* _WHAT IS EXPECTED_
Filter this material down to the lines that contain the string "area", and return those lines.

-------

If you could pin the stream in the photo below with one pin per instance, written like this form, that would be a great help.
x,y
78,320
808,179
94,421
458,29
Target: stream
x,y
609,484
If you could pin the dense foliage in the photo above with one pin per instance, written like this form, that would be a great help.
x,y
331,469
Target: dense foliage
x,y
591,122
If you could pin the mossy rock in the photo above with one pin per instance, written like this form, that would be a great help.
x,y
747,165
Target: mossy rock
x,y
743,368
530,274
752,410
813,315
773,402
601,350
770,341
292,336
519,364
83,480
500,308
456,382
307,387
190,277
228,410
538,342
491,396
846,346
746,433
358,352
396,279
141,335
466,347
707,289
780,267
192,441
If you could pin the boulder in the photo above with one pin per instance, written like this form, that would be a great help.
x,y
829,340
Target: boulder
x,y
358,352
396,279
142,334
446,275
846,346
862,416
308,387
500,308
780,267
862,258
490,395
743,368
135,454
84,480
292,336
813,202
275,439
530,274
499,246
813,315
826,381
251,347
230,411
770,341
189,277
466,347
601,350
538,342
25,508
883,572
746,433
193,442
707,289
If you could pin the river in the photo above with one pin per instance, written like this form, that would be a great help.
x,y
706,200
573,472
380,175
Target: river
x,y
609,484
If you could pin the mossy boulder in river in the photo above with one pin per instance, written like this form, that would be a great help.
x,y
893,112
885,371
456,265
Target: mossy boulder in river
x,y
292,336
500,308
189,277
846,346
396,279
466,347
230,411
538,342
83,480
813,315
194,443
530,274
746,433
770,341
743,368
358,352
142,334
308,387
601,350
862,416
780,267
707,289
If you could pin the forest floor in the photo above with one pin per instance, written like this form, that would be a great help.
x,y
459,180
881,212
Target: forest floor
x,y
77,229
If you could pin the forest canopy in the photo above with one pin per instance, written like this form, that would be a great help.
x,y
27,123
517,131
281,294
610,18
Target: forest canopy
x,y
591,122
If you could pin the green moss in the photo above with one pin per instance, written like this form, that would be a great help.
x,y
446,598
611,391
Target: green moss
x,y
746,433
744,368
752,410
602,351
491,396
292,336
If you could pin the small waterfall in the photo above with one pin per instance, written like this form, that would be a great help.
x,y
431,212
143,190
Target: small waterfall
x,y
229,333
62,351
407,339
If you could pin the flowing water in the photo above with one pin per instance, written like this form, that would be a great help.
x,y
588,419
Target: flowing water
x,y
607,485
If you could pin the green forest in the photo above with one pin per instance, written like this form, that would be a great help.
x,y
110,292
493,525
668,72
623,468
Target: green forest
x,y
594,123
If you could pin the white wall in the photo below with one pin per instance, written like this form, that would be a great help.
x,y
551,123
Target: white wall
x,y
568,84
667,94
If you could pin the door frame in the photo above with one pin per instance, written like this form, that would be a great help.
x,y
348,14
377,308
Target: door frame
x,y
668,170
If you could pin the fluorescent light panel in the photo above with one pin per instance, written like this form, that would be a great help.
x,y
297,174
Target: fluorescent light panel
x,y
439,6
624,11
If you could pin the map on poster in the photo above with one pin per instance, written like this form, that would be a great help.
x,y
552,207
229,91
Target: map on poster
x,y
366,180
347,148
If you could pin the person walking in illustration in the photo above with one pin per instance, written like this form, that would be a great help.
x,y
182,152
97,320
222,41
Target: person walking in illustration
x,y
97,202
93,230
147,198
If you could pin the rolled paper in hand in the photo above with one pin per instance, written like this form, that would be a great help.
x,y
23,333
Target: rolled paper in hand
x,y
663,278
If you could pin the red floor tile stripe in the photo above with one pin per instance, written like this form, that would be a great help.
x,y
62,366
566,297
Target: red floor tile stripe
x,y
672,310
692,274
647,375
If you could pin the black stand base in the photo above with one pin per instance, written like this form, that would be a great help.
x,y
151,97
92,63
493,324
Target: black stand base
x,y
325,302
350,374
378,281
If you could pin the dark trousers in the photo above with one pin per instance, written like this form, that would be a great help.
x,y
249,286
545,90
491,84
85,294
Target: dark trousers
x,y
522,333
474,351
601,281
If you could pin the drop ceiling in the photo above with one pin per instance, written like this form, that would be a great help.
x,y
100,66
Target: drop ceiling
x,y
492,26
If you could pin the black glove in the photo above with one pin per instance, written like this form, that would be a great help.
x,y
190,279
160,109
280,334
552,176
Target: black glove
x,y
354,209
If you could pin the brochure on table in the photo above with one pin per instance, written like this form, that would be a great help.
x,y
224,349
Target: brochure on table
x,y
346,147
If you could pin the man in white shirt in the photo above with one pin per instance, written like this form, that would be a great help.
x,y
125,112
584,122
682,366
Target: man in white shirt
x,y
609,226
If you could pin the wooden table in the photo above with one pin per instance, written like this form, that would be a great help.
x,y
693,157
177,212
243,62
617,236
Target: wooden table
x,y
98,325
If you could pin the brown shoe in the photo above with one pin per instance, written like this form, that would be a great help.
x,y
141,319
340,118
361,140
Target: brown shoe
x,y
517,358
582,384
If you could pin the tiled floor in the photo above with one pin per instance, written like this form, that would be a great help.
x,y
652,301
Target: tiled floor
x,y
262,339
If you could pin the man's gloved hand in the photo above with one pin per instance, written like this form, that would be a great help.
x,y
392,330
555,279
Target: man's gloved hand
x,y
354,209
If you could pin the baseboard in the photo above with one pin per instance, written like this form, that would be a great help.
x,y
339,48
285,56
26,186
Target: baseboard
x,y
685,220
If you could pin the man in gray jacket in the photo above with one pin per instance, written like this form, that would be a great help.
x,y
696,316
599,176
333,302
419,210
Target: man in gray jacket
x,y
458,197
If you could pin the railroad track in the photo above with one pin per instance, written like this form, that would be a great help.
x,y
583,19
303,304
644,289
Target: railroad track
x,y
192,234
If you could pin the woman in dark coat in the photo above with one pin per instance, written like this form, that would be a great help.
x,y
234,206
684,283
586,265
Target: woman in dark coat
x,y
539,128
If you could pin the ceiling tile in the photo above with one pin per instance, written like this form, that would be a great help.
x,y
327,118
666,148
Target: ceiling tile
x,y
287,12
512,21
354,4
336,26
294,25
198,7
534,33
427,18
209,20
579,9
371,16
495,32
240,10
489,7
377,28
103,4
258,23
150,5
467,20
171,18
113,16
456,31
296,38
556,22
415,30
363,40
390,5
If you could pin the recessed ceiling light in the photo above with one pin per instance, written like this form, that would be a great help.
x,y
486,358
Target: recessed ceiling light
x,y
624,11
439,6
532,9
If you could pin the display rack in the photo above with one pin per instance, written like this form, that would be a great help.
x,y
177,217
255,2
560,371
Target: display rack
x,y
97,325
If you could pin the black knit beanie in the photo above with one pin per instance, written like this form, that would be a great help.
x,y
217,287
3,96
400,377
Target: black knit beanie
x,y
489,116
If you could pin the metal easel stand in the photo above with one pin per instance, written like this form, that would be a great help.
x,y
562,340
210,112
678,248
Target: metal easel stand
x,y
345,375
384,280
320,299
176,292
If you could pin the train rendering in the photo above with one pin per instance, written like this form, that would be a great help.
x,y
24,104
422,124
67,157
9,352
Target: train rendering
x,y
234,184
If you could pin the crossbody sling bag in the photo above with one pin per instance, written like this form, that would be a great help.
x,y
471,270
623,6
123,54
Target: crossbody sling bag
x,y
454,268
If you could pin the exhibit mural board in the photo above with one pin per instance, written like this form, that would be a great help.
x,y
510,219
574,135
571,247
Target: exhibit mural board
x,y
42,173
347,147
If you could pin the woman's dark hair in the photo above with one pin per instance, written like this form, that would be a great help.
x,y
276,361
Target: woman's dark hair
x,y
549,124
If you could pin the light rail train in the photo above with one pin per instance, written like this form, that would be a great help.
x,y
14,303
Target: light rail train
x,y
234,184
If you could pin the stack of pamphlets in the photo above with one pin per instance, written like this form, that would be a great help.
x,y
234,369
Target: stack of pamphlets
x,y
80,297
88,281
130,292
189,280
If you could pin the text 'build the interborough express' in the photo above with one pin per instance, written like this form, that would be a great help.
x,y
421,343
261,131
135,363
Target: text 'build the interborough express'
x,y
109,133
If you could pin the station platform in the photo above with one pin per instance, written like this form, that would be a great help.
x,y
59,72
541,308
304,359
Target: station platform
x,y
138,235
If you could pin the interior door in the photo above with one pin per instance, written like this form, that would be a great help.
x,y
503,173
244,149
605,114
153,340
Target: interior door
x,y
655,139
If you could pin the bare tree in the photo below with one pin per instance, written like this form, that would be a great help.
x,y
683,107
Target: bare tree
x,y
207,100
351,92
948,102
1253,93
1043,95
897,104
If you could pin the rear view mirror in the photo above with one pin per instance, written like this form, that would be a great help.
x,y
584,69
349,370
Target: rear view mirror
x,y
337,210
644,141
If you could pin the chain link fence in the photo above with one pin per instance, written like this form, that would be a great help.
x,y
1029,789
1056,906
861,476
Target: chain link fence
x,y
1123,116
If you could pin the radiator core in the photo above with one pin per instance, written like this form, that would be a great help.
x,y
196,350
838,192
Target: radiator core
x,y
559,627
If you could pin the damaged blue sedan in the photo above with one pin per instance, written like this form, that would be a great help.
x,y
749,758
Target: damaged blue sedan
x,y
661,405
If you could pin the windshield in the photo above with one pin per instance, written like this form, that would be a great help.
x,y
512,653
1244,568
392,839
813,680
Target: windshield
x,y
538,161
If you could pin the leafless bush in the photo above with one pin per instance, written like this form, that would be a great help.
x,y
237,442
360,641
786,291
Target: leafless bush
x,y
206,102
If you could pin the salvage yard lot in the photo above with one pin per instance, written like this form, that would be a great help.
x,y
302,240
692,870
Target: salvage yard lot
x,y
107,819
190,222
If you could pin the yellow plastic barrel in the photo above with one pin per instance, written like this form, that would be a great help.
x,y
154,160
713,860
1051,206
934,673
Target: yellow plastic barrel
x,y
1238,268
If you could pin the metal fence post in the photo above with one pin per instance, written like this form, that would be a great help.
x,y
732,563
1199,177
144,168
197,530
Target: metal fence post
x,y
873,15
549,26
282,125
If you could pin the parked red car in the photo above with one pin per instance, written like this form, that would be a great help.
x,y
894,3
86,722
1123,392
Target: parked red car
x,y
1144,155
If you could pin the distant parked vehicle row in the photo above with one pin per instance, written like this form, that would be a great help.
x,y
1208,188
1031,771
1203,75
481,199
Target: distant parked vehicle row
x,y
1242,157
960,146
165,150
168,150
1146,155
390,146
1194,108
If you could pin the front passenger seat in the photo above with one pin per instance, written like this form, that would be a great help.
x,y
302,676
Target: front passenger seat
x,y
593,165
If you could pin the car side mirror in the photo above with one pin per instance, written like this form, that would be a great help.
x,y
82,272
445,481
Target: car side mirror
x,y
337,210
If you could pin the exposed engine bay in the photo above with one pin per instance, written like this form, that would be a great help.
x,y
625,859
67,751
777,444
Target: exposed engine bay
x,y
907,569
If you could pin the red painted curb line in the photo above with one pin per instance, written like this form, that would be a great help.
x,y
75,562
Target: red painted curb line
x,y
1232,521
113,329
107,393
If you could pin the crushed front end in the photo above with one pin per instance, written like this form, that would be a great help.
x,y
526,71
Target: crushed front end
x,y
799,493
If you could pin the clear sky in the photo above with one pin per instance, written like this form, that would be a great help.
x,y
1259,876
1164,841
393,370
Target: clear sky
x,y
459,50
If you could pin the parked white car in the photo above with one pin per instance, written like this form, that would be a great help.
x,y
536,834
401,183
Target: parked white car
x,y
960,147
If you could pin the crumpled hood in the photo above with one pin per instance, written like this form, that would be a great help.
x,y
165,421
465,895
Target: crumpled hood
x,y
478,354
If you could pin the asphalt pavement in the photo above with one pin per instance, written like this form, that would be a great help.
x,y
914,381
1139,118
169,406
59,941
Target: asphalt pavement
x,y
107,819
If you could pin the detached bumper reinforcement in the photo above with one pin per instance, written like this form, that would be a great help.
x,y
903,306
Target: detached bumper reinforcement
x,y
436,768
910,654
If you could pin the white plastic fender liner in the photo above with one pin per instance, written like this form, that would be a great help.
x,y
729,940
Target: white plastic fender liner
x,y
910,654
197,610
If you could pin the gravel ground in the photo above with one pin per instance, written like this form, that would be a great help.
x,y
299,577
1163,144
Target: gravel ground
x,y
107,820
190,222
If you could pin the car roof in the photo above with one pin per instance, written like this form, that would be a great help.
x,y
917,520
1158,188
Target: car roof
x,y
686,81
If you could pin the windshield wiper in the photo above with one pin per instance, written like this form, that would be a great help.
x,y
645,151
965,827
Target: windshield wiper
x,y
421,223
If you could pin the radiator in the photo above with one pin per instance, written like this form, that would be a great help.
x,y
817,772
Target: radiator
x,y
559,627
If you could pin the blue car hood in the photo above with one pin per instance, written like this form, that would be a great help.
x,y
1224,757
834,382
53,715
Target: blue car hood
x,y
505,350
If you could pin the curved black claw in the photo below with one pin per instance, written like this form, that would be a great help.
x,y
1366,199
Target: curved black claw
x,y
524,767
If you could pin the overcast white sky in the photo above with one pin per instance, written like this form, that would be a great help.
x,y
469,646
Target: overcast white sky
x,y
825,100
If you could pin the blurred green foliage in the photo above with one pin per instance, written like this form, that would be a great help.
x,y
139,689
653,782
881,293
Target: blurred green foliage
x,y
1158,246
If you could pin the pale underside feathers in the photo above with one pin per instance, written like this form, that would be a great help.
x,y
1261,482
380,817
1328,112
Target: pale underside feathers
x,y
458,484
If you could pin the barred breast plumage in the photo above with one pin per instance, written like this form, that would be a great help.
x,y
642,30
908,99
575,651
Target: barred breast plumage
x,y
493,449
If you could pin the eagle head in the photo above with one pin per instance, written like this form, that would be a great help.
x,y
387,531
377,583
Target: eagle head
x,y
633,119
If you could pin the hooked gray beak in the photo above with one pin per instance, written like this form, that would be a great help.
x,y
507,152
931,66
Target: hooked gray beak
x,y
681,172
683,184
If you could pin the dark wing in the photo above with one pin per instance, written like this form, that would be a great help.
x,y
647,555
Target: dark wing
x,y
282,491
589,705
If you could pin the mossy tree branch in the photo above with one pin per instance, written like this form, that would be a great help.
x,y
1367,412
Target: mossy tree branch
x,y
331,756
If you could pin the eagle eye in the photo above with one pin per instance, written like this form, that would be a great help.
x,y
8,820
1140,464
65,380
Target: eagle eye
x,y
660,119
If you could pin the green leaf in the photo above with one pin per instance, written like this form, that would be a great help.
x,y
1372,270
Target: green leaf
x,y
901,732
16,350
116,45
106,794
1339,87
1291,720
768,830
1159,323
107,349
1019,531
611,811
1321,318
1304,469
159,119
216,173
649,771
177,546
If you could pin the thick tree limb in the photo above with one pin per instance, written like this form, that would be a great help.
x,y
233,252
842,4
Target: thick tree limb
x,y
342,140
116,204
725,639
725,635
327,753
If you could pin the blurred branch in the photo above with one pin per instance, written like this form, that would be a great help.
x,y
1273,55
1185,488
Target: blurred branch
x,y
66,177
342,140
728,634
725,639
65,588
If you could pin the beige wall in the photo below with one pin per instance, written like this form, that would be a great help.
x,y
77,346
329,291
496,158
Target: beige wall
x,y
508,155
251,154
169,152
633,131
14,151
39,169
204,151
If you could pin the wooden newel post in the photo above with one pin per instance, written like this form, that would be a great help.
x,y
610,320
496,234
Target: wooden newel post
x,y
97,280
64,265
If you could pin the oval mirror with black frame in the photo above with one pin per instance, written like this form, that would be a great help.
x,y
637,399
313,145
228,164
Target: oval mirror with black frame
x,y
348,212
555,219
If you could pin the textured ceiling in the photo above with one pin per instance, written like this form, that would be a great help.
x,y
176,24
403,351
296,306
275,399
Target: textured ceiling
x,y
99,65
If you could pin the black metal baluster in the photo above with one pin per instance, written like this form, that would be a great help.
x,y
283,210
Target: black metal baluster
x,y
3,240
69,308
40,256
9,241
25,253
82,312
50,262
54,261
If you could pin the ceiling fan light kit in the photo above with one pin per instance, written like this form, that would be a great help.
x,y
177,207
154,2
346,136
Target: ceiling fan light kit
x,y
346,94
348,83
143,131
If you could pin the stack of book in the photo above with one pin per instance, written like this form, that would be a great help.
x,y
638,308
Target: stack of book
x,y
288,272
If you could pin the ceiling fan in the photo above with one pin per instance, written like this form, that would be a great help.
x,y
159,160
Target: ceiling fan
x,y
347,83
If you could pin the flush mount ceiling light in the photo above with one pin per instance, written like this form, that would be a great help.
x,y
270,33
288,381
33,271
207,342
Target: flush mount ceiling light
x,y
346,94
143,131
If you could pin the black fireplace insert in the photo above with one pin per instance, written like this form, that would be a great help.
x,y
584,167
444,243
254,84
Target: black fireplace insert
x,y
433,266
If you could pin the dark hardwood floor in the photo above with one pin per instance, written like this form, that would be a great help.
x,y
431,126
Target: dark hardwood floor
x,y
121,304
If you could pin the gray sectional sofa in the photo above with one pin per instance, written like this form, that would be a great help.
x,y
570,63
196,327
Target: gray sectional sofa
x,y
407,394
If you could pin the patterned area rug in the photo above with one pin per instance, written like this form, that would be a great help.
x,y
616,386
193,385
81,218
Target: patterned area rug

-------

* _RESPONSE TO THE EXERCISE_
If you could pin the patterned area rug in the photo above with one pin per instance, written like this form, that would be a great help.
Target: patterned area rug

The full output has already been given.